* _Data_

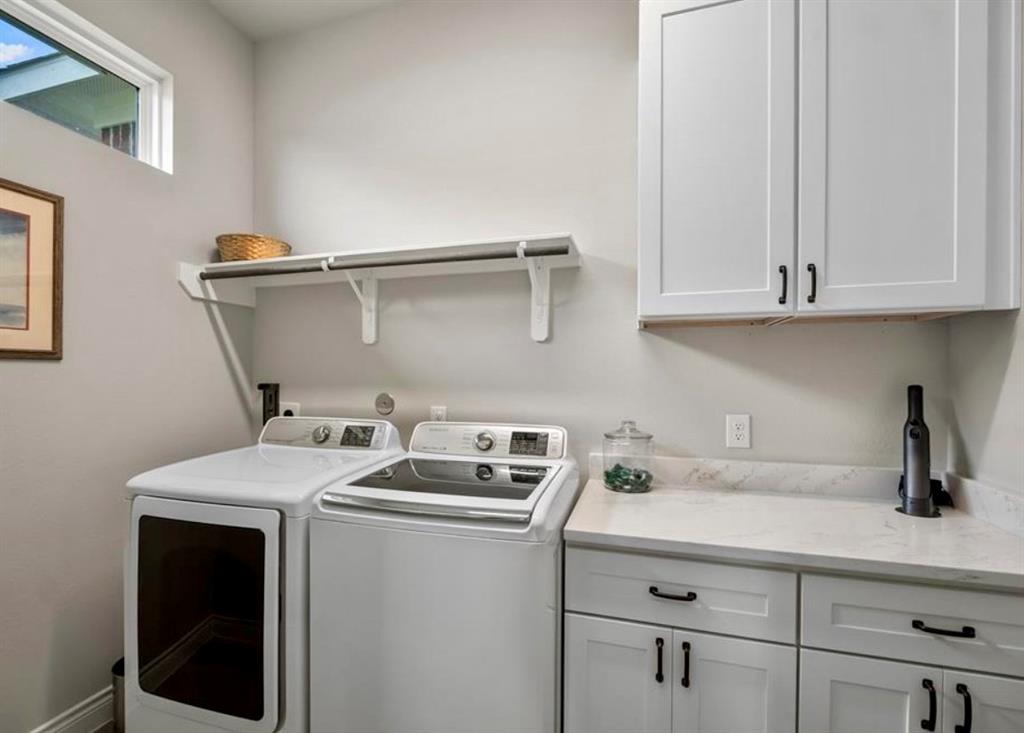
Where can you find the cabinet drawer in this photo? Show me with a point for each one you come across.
(748, 602)
(883, 618)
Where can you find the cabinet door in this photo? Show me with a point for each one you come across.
(723, 685)
(892, 155)
(716, 158)
(851, 694)
(611, 677)
(996, 705)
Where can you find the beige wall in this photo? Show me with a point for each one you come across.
(432, 122)
(986, 356)
(143, 380)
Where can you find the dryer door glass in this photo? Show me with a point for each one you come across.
(201, 614)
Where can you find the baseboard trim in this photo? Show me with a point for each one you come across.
(87, 717)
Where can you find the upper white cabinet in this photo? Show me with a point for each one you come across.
(717, 157)
(892, 155)
(827, 157)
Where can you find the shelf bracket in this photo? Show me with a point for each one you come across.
(366, 291)
(540, 295)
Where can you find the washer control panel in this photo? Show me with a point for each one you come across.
(539, 441)
(327, 433)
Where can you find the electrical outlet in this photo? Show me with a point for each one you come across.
(737, 431)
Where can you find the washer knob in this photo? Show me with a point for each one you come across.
(484, 441)
(322, 433)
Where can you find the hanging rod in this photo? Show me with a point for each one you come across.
(493, 252)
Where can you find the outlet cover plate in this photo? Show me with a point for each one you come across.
(737, 431)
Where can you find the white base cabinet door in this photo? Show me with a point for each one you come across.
(840, 693)
(723, 685)
(617, 677)
(978, 703)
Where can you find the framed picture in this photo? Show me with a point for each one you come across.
(31, 263)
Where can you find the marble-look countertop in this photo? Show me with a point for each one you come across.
(808, 530)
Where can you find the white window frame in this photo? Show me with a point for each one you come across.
(156, 86)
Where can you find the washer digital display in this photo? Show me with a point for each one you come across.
(357, 436)
(528, 444)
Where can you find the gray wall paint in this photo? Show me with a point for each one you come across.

* _How to complete this task_
Print nothing but the lines from the one containing "Where can you find the marble-look" through the end of the listing above, exactly as written.

* _Exercise output_
Where can you find the marble-look countertop in this photo? Show me with a point for each one you come across.
(808, 530)
Where can you find the white window frame in this photo? Show me with a point for each one you come across.
(156, 86)
Where can you find the washer digital display in this photo? Show me with a point for each one you come across.
(357, 436)
(528, 444)
Where can you find the gray wall paint in this photo? Show me with a point for each one you come across.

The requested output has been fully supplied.